• Task prompt
Rename "black faucet" to "black tap" in the stretch of the listing from the line containing "Task: locate the dark leather" through the end of the listing, and write out that stretch again with nothing else changed.

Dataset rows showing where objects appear
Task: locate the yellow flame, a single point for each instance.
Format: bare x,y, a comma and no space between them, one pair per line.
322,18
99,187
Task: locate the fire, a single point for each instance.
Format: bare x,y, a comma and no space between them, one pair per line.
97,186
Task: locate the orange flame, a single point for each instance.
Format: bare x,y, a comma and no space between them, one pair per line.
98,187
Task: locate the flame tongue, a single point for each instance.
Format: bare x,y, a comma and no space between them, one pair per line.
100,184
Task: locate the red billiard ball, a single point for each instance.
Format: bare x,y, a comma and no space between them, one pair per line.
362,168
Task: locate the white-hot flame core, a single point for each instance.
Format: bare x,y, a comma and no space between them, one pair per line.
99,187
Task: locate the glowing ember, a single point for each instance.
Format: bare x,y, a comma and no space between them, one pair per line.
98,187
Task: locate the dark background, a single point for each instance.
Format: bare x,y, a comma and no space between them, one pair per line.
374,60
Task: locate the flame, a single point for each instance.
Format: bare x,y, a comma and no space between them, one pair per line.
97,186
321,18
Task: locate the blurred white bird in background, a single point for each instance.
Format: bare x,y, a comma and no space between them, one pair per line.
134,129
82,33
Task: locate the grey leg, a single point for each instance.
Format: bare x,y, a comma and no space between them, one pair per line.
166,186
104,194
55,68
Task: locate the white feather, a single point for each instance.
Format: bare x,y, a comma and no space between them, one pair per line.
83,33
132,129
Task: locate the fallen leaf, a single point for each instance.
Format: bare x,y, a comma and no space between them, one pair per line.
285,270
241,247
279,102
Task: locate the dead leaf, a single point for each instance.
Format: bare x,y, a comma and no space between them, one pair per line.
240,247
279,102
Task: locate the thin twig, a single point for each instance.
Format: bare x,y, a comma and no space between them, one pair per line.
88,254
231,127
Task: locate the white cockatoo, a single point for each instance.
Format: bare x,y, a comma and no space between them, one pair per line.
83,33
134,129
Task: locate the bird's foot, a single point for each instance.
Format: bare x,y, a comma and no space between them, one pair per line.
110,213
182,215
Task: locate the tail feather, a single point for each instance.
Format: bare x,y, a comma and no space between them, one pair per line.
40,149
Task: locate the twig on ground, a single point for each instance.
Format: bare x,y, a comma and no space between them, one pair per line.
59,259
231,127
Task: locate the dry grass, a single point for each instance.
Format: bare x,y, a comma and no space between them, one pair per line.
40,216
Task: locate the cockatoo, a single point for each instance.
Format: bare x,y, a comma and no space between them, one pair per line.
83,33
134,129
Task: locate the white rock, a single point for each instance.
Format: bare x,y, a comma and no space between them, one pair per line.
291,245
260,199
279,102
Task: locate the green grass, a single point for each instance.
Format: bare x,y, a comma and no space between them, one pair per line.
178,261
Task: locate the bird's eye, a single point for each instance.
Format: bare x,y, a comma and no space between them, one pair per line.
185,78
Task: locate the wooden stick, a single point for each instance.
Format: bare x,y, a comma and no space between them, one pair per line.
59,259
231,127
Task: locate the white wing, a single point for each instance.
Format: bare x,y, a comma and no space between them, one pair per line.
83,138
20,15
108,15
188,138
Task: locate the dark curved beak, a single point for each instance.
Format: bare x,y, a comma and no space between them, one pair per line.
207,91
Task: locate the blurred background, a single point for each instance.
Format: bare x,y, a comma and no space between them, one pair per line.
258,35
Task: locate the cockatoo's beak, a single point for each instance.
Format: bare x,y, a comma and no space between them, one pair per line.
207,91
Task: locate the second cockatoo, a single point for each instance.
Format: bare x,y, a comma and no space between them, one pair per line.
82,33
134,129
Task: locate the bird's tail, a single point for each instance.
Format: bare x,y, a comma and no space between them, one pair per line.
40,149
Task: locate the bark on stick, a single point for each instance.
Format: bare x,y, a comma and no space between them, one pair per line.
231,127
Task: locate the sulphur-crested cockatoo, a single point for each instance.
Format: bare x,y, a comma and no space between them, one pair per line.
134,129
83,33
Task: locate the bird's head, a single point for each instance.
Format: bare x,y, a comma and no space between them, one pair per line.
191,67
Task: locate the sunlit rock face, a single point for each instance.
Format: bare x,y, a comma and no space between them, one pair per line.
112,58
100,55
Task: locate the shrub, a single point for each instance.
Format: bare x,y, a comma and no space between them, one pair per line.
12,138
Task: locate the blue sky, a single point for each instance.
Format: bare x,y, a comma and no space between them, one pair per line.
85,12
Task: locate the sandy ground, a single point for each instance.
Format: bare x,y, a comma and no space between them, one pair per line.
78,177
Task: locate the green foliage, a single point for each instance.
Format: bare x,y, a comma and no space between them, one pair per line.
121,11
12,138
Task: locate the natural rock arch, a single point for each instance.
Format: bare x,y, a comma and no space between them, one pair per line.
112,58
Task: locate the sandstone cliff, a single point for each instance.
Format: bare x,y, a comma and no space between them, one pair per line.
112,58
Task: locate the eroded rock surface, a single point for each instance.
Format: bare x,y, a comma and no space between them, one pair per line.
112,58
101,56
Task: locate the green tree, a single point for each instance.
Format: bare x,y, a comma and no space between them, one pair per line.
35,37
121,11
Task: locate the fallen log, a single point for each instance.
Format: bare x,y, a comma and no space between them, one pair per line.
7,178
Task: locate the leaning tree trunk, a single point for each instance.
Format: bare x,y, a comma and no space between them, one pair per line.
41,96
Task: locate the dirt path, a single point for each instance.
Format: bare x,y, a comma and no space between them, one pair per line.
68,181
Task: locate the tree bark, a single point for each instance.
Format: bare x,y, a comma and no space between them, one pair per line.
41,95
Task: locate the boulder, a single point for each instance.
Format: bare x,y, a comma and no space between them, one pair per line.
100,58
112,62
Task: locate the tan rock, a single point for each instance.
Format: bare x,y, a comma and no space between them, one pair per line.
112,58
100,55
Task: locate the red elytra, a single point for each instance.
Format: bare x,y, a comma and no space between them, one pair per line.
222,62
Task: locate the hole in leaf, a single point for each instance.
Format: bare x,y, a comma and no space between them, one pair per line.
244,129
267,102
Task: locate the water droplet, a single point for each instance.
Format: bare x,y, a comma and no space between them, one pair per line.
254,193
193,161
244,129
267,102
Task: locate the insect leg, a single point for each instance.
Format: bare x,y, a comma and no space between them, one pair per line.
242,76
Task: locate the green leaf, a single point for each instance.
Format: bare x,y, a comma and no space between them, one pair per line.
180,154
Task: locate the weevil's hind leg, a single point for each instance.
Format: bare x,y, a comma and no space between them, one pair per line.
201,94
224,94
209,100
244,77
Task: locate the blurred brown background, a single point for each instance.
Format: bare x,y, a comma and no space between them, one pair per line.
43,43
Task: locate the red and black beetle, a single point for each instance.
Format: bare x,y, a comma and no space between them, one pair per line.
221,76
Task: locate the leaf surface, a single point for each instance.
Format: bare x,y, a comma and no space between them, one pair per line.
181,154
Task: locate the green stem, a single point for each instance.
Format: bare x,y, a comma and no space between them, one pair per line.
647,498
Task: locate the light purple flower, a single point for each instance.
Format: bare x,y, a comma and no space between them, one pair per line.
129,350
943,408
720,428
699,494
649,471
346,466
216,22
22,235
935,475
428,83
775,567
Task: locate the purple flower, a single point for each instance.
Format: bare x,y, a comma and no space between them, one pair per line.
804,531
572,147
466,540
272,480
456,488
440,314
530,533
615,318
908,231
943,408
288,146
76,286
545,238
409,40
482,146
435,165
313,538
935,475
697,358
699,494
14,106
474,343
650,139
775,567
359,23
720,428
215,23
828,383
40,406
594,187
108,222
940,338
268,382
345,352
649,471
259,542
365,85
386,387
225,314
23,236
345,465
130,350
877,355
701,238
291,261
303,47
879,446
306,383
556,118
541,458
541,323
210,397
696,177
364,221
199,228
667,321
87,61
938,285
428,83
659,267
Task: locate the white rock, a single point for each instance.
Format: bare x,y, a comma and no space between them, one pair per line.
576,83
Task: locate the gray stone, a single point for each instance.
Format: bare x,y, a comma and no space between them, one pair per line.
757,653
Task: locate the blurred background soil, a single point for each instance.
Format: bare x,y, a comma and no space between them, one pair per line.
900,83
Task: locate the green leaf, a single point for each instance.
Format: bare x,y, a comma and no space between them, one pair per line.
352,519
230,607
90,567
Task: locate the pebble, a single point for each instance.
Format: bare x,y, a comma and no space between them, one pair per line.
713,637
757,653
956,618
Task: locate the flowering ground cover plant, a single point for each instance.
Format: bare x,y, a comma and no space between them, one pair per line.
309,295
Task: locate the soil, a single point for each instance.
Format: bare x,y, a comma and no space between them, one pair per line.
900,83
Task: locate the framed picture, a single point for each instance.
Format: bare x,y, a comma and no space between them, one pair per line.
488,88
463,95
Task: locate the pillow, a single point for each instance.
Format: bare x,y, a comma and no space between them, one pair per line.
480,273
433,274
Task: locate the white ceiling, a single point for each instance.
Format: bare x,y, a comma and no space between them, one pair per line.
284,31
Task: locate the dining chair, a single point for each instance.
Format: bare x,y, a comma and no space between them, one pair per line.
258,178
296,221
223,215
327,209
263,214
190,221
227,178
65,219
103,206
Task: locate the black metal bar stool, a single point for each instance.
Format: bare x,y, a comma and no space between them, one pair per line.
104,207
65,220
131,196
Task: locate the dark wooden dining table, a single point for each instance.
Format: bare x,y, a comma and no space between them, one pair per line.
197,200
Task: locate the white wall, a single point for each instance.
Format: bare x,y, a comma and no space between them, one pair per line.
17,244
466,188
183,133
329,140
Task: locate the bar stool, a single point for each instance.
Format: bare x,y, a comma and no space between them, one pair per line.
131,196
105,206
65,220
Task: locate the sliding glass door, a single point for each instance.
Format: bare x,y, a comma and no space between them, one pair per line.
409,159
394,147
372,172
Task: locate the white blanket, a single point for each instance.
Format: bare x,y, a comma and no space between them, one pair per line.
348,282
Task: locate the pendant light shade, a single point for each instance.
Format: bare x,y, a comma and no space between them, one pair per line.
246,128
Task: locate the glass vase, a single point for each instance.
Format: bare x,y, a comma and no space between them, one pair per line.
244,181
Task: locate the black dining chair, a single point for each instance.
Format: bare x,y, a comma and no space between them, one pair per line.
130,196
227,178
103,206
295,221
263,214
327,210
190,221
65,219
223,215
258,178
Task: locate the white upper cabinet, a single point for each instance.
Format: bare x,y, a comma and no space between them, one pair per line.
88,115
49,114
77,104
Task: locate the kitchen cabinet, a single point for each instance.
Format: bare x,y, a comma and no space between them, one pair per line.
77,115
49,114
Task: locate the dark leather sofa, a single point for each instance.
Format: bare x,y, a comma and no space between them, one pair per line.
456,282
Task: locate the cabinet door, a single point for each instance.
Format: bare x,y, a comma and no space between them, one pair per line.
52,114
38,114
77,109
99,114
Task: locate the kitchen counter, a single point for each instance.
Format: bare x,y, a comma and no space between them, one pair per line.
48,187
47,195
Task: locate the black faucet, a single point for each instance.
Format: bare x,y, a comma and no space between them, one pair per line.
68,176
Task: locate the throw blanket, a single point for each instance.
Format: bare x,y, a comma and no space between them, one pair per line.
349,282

• Correct answer
Task: locate the dark leather sofa, a single point for each instance.
Format: bare x,y, a comma and no space between them, one pair per line.
456,282
Task: locate the cabinet door, a single point for each instance.
Format: bare x,y, a comma and no space between them, one pair per line.
52,114
38,114
77,109
99,114
Task: locate the kitchen counter, a single point for each instance.
Format: bare x,y, a comma and no space between them, one pair per line.
48,187
47,195
Task: locate the black tap, a single point for each instance.
Format: bare x,y, a comma and no space between them, one pair per line.
68,176
Task: locate the throw blanket, a single point for each instance.
Format: bare x,y, a comma and no space between them, one pair per line.
349,282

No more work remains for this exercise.